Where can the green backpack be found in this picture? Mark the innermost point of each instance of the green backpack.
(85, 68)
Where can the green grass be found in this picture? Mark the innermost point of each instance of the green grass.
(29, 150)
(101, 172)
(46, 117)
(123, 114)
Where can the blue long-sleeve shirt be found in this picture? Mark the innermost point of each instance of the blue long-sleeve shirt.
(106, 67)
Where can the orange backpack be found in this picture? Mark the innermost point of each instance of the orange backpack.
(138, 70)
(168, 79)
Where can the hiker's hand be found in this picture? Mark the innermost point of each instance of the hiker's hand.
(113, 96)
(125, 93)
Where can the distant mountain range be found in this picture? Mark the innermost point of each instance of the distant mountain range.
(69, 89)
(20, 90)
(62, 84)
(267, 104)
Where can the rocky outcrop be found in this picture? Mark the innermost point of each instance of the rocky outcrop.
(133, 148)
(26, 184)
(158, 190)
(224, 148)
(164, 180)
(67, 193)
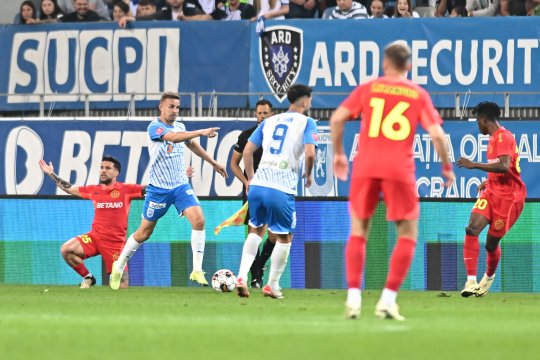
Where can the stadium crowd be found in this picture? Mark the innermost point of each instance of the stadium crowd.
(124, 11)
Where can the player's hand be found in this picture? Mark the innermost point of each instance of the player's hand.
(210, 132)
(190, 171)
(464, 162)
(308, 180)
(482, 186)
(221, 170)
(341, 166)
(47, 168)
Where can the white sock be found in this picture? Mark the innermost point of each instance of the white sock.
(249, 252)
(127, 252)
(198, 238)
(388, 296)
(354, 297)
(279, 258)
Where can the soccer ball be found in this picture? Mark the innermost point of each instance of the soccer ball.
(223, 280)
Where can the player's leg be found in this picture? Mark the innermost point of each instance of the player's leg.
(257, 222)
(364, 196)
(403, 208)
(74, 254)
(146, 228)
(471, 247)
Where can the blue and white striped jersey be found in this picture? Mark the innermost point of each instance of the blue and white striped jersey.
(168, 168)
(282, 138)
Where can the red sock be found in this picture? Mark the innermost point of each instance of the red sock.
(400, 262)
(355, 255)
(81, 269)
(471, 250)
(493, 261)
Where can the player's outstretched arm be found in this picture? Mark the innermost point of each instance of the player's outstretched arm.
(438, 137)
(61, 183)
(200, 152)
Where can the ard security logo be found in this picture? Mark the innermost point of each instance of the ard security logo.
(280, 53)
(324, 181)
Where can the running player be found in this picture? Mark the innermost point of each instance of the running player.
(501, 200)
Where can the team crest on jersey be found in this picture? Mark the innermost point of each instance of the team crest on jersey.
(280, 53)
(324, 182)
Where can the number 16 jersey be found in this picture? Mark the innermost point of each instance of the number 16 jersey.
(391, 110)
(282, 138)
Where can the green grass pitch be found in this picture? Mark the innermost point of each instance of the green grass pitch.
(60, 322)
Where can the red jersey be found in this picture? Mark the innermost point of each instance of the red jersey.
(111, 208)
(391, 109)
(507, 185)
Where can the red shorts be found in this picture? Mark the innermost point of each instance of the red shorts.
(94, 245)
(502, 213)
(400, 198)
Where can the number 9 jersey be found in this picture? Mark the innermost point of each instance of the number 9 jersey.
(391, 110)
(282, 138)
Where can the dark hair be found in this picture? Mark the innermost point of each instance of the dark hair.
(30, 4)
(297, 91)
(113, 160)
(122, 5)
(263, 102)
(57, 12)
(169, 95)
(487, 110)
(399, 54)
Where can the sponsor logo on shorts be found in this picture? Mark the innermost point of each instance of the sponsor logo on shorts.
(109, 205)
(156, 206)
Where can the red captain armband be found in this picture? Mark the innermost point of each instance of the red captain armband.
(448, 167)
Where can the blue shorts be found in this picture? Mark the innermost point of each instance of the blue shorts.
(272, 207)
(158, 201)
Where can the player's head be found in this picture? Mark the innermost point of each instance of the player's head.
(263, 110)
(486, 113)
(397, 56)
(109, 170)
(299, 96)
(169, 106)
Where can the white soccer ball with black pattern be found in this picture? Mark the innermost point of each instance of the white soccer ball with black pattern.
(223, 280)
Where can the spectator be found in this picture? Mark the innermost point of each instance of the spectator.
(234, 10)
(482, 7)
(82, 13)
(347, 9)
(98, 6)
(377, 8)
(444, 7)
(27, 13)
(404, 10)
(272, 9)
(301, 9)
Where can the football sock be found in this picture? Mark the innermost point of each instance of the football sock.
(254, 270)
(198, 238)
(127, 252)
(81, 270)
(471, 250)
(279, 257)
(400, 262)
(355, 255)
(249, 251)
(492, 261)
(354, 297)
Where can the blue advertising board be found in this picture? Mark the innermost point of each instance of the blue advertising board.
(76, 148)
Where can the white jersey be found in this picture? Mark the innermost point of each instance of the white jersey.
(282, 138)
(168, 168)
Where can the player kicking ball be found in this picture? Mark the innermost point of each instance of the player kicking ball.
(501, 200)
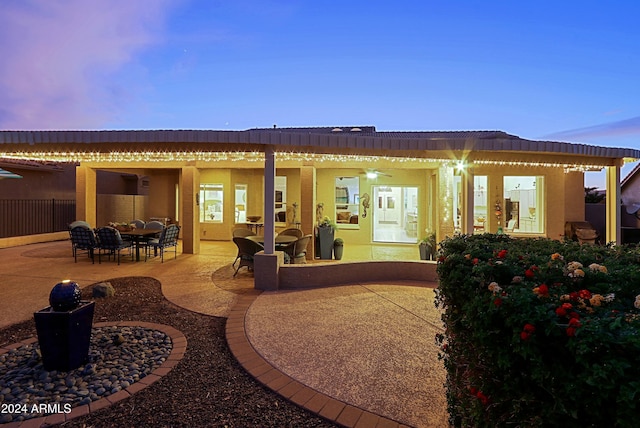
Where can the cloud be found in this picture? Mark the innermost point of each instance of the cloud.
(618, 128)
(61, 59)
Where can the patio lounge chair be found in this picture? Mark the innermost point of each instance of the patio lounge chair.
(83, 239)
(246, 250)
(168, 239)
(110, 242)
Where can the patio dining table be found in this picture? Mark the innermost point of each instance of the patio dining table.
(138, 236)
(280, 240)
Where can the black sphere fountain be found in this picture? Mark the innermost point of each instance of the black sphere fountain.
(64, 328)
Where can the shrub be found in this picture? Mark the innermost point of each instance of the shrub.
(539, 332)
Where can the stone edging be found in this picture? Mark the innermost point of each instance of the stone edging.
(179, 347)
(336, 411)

::::::::

Set down all of the entries exactly. Leave the pictures out.

EXERCISE RESPONSE
Where can the green backpack be found in this picture? Mark the innermost point of each instance of the green backpack.
(85, 68)
Where can the green grass be found in this picture? Mark the innermost point of each instance of the green grass.
(29, 150)
(101, 172)
(46, 117)
(123, 114)
Where can the blue long-sleeve shirt be found in this picture? Mark the innermost point of each instance of the blue long-sleeve shirt.
(106, 67)
Where can the orange backpack be found in this picture? Mark the innermost point of each instance of the orange backpack.
(138, 70)
(168, 79)
Where can the hiker's hand be found in this picture? Mark the innermost point of each instance of the hiker's hand.
(113, 96)
(125, 93)
Where can the distant mountain range be found in this picture? Mark the innermost point of each instance of the distant mountain range.
(69, 89)
(20, 90)
(62, 84)
(267, 104)
Where can the rocky outcrop be found in this picture? Mark the innermost point of each instance of the rocky outcrop.
(133, 148)
(26, 184)
(158, 190)
(224, 148)
(164, 180)
(67, 193)
Where can the stadium crowd be found in this picture? Mark the innermost point of each instance of the stadium crowd.
(124, 11)
Where can the player's hand be found in this picture? Mark the innermost point of each instance of the player's hand.
(210, 132)
(190, 171)
(464, 162)
(308, 180)
(482, 186)
(221, 170)
(341, 166)
(47, 168)
Where can the white sock be found in this picture? Mark the innermost point of each instance of the white sock.
(249, 252)
(127, 252)
(198, 238)
(388, 296)
(354, 297)
(279, 258)
Where can the soccer ball be found in this picture? Mark the innermost point of each instance of the soccer ball.
(223, 280)
Where can the player's leg be found in this picture? Mark the innermost point of each instance of the player's leg.
(257, 222)
(364, 196)
(403, 208)
(74, 254)
(146, 228)
(471, 247)
Where can the blue and white striped jersey be found in this picture? Mark the innermost point of each instance of the blue and white striped jersey.
(168, 168)
(282, 138)
Where can the red sock be found in this picture? Mark the innermost point of each instance of the red sock.
(400, 262)
(355, 255)
(81, 269)
(471, 250)
(493, 261)
Where can the player's outstretched arm be found in this picture? Mark the innermost point of each instance of the player's outstretched arm.
(438, 137)
(61, 183)
(200, 152)
Where can the ard security logo be found in this picture? Mark the innermost point of each instance of the ard security logo.
(280, 53)
(324, 181)
Where can the running player be found in this picture? Mark the innermost point of each instance of the running player.
(501, 200)
Where can the team crest on jersey be found in this picture? Mark the innermost point of each instance of the team crest on jersey.
(280, 53)
(324, 182)
Where can the number 16 jersey be found in this picture? Mark the innermost point of each instance of the number 16 jersey.
(391, 110)
(282, 138)
Where can the green grass pitch be found in this picture? Mark the innermost point of each instance of the green grass pitch.
(60, 322)
Where can the red jersey be found in this picture? Mark the innermost point of each instance of the red jersey.
(111, 208)
(391, 109)
(507, 185)
Where can the red shorts be found in this picture? Mark the innermost point of each instance of the red shorts.
(94, 245)
(502, 213)
(400, 198)
Where can the number 9 jersey be found in this picture? Mark the innermost point of each instance of the number 9 jersey.
(391, 110)
(282, 138)
Where can the dark hair be found in this picture? Mark the innermost point of each instance of the dark hair.
(30, 4)
(297, 91)
(113, 160)
(122, 5)
(263, 102)
(57, 12)
(169, 95)
(487, 110)
(399, 54)
Where can the sponsor logo on shorts be found in this picture? Mark the innermost point of each instance of the sponsor logo on shorts.
(109, 205)
(156, 206)
Where can the red captain armband be found in this picture? Mark the innermost point of each instance of the red captain armband.
(448, 167)
Where can the blue shorts be found in this picture? Mark the innermost point of each instance of the blue shorts.
(272, 207)
(158, 201)
Where can the player's head be found in this picture? Mark the innermost point of each instance of the player's head.
(263, 110)
(486, 113)
(397, 56)
(109, 170)
(299, 96)
(169, 106)
Where can the white soccer ball with black pattern be found in this picture? Mark the innermost point of each instance of the white soccer ball with black pattern.
(223, 280)
Where can the spectator be found in this picture? Mark the innermost point of each instance of the spectator.
(234, 10)
(482, 7)
(82, 13)
(347, 9)
(98, 6)
(377, 8)
(444, 7)
(27, 13)
(404, 10)
(272, 9)
(301, 9)
Where can the football sock be found in this picture? Mark the innermost point of each instance of the football sock.
(254, 270)
(198, 238)
(127, 252)
(81, 270)
(471, 250)
(279, 257)
(400, 262)
(355, 255)
(249, 251)
(492, 261)
(354, 297)
Where can the blue advertising board be found in this picture? Mark the innermost point of each instance of the blue advertising board.
(76, 148)
Where can the white jersey be found in this picture? Mark the innermost point of each instance of the white jersey.
(282, 138)
(168, 168)
Where can the player kicking ball be found in this picture? Mark the innermost point of each instance of the player kicking ball.
(501, 200)
Where can the cloud be found in this picture? Mark the innermost point of each instance of the cloud.
(618, 128)
(61, 59)
Where can the patio lounge chair be found in this picture? Mark the innermost point of each instance of the patio lounge chair.
(83, 239)
(246, 250)
(168, 239)
(110, 242)
Where can the patio dining table be found in this picture? Mark the innermost point of each instance of the patio dining table.
(138, 236)
(280, 240)
Where can the black sphere fountain be found in this picture? Mark the innermost point of each instance of the black sphere fountain.
(64, 328)
Where can the shrub be found in this picture? Mark the innermost point of each instance of the shrub.
(539, 332)
Where can the stone edging be found in this picture? Mark the innermost point of each instance of the stone edging.
(179, 347)
(336, 411)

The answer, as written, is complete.